● **DOCUMENT**:
+++
Drawn from the artist’s studio and the Menil’s collection of 246 of Lyon’s photographs, the exhibition features images from important bodies of work, including, among other subjects, his early studies of Midwestern motorcycle gangs, the Civil Rights Movement, and death row inmates in Texas prisons. To make these affecting, intimate images, Lyon was both a participant and an observer. He got to know his subjects and often captured their stories in highly descriptive, opinionated texts as well as in photographs. Lyon rode with bikers, marched against segregation with the Student Nonviolent Coordinating Committee (SNCC), and spent hours inside the notorious death-row “Walls Unit” of Huntsville Prison. His goal, he said, was “to destroy Life magazine”—to present powerful, real alternatives to the hollow pictures and stories permeating mass media in America.
+++
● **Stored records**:
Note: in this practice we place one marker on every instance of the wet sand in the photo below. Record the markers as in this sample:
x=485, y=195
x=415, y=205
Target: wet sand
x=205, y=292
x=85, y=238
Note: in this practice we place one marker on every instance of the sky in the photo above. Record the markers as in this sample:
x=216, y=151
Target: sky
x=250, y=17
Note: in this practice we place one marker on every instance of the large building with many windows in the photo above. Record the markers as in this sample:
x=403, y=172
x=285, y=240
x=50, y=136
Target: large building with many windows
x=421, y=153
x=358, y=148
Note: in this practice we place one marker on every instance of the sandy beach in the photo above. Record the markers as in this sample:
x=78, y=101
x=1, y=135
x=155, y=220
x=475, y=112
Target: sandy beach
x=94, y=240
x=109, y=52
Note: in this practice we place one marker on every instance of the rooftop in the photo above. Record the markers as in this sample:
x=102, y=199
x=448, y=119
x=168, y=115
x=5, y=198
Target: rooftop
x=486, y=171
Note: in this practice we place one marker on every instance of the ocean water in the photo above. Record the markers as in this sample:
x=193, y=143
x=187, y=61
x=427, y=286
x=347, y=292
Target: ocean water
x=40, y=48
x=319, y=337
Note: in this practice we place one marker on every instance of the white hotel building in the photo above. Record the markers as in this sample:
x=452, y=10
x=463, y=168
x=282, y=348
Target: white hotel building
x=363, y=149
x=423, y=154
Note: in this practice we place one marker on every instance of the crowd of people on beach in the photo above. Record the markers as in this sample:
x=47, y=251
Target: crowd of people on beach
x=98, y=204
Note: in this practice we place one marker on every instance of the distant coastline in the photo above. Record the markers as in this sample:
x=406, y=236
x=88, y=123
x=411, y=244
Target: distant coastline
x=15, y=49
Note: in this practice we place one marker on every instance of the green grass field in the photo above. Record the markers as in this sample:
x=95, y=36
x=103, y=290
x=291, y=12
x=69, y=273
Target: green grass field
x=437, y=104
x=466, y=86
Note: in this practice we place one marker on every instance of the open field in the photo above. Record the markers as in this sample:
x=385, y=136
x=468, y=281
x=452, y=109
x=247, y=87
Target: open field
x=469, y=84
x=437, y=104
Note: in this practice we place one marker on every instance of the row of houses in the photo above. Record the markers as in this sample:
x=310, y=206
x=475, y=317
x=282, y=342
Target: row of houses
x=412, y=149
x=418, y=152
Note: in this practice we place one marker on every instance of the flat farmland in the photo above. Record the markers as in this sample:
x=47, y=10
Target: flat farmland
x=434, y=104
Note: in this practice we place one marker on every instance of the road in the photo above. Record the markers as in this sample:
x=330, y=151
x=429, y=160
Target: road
+++
● **WHAT YOU WILL DO**:
1. Retype the passage about the Lyon photography exhibition in full, word for word.
2. In the stored records, rename "row of houses" to "terrace of homes" in the lines starting at the one containing "of houses in" and ending at the one containing "x=418, y=152". Return only those lines, with everything else left unchanged.

● **OUTPUTS FOR THE TASKS**:
1.
Drawn from the artist’s studio and the Menil’s collection of 246 of Lyon’s photographs, the exhibition features images from important bodies of work, including, among other subjects, his early studies of Midwestern motorcycle gangs, the Civil Rights Movement, and death row inmates in Texas prisons. To make these affecting, intimate images, Lyon was both a participant and an observer. He got to know his subjects and often captured their stories in highly descriptive, opinionated texts as well as in photographs. Lyon rode with bikers, marched against segregation with the Student Nonviolent Coordinating Committee (SNCC), and spent hours inside the notorious death-row “Walls Unit” of Huntsville Prison. His goal, he said, was “to destroy Life magazine”—to present powerful, real alternatives to the hollow pictures and stories permeating mass media in America.

2.
Note: in this practice we place one marker on every instance of the terrace of homes in the photo above. Record the markers as in this sample:
x=310, y=206
x=475, y=317
x=282, y=342
Target: terrace of homes
x=412, y=149
x=418, y=152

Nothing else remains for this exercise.